## Exercise requirements
• 1. In the mesothelioma legal claims interview, who usually becomes the estate representative when a person dies before the case is resolved?
• 2. Translate this sentence from the mesothelioma legal claims interview into Spanish: "If there’s no recovery, there’s no fee."
• 3. Continue the interview on mesothelioma legal claims after its last sentence.

## Page extract
☆ ☆ ☆ ☆
Q: What happens if the person with mesothelioma is no longer alive?

Samuel Meirowitz: If someone dies, sadly, because of mesothelioma before their case is resolved, usually a spouse or a child gets appointed as the estate representative. And the estate ends up pursuing the case on behalf of the client, and it moves forward as it would if that person had not passed away. 

There’s usually a deposition done to preserve the testimony of the client so that if we ever did need to go to court, we could use that testimony at trial to support our case.

Finding the Right Lawyer for You

Picking the right mesothelioma law firm to represent your case and navigate your claim is a personal decision. You should feel confident with your legal team, and they should be able to explain every part of the process in a way you can understand. 

Q: What questions should mesothelioma patients and their families ask their lawyers?

Samuel Meirowitz: Clients should be asking the question, “What lawyers are going to be working on my case?” They should be asking what the process is of how the case will be handled going forward. They should be asking whether or not the owners of the law firm will have any involvement in their case. 

They should be asking what the fee structure is and how it works. They should ask how the legal side will coincide with the medical treatment. They should be asking if the law firm has previously handled mesothelioma cases.

Clients often want to know if there are any out-of-pocket costs. That’s a big question that comes up. And the answer to that is no. It’s very simple. If there’s any money involved in the case, checks only go in one direction, from the lawyers to the clients and not the reverse. 

The client will never come out of pocket for anything. All the money in the case comes through the lawyers, and the clients don’t have to lay out anything. If there’s no recovery, there’s no fee.

Q: What is your approach to working with patients and families affected by asbestos?

Samuel Meirowitz: Our firm’s mission is very simple. It’s to get the best result possible for our clients and provide the most supportive environment. Our commitment to helping individuals is to make them feel like we’re an extended part of their family. They should feel cared for, and like they have advocates who will zealously fight for their rights and get them the best results possible.
☆ ☆ ☆ ☆
## Data
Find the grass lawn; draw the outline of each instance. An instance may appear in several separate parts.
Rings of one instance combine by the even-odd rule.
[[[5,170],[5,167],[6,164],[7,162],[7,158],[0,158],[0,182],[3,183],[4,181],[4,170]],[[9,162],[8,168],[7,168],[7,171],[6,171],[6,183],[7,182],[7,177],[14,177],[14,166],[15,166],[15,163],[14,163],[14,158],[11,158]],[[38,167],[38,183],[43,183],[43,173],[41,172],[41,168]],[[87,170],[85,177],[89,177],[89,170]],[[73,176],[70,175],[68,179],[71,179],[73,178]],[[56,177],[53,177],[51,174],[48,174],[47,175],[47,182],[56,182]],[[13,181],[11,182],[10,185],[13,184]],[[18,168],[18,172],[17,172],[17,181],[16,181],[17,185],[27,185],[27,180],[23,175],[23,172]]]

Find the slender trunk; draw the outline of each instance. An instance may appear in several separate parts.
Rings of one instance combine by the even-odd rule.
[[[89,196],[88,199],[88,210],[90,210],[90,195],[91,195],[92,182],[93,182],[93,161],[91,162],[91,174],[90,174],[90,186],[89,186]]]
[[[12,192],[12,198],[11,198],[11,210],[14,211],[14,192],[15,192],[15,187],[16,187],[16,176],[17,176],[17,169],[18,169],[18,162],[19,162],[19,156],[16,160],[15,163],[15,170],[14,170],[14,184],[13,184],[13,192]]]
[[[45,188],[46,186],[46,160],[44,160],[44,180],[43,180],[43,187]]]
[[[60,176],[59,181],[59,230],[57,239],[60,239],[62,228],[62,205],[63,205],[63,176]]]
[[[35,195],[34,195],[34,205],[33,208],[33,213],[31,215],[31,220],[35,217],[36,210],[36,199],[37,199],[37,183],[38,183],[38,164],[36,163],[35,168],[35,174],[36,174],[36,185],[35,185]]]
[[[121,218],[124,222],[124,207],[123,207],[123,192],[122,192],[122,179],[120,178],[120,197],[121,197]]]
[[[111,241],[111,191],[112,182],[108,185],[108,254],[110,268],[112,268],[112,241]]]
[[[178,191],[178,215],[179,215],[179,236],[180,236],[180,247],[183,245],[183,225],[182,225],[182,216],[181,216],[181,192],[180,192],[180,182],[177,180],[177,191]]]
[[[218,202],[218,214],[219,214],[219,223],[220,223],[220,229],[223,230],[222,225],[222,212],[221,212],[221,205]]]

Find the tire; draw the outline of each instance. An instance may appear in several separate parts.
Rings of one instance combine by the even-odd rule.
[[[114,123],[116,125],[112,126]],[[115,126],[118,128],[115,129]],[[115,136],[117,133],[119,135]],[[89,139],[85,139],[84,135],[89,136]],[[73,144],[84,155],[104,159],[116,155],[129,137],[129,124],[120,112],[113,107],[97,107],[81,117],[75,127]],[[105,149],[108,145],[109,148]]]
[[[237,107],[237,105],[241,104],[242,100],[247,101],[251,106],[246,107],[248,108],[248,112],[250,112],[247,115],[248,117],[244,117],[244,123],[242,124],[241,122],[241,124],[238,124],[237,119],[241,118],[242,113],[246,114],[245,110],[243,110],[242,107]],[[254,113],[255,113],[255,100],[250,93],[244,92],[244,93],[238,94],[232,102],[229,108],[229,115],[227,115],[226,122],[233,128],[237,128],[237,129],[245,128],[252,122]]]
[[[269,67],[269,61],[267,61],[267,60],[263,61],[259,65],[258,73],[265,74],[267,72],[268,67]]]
☆ ☆ ☆ ☆
## Answers to the exercises
• 1. Usually a spouse or a child.

• 2. Si no hay indemnización, no hay honorarios.

• 3.
Daniel Wasserberg: We want everyone within the firm to feel like a family and part of a team working for the greater good. And our goal is to try to treat people the way that we would want our mother or father treated if they were the client, and I think that makes all the difference in the world. I really do. If you treat people like you would want your mother and father treated, you can’t go wrong.

Q: What made you want to become a mesothelioma lawyer?

Samuel Meirowitz: The motivation for being a mesothelioma lawyer is to level the playing field and represent those who are most vulnerable and need representation but can’t necessarily afford to hire a top lawyer. Because of the way we’re structured, these folks can get the best representation without having to come out of pocket for it. And so, we get to help people that need our help the most. And that’s the part that’s most fulfilling for me.

It’s like slaying a dragon. It’s David vs. Goliath. It’s empowering people who don’t have a voice to have a very powerful voice. That’s the part that motivates me. That’s the part that makes me want to fight for them.

Daniel Wasserberg: I really do this work because I want to help people. I didn’t become an asbestos lawyer to make money. Of course, it’s my job, but I do this work because I love helping people. Ever since I was a young lawyer working on some of my very first cases back in Texas, people told me, “I can tell you really care. Don’t lose that as you go on through your career.” And I try to continue to live up to that, because my thinking is: If you don’t know your client, then you don’t know what you’re fighting for.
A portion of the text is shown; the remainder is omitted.